● **PROBLEM**
Reproduce every line from the one containing "the telescope lens" through the one containing "pixel 374 281", inclusive, keeping the requests as they are. Scale each coordinate in the answers by 1.2 and round to whole numbers, with halves going up.

====================

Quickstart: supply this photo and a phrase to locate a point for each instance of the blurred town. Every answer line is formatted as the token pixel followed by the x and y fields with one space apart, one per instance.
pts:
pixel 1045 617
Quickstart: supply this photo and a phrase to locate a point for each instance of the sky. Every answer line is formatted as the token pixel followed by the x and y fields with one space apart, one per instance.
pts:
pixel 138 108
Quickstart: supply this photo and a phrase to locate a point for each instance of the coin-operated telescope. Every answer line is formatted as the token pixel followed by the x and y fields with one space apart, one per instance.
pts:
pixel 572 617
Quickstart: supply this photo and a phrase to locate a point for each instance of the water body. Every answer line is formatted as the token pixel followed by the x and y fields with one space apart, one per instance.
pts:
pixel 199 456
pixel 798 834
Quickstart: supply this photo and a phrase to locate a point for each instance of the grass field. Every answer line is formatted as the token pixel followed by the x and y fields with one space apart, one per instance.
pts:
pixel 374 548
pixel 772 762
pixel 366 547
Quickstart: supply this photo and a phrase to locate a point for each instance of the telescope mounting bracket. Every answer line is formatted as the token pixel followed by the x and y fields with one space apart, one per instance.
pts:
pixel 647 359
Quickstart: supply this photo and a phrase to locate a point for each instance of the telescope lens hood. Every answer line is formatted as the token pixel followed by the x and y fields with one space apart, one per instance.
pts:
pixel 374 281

====================

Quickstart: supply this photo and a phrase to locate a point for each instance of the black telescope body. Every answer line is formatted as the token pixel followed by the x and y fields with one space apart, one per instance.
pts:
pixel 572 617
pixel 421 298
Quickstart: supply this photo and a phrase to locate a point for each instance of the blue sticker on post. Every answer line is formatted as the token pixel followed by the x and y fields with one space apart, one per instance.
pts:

====================

● **REPLY TO THE TASK**
Quickstart: supply this photo and a phrase to locate a point for each instance of the telescope lens hood. Every answer line is formatted as the token pixel followed by the x and y fields with one space apart, one per instance.
pts:
pixel 449 337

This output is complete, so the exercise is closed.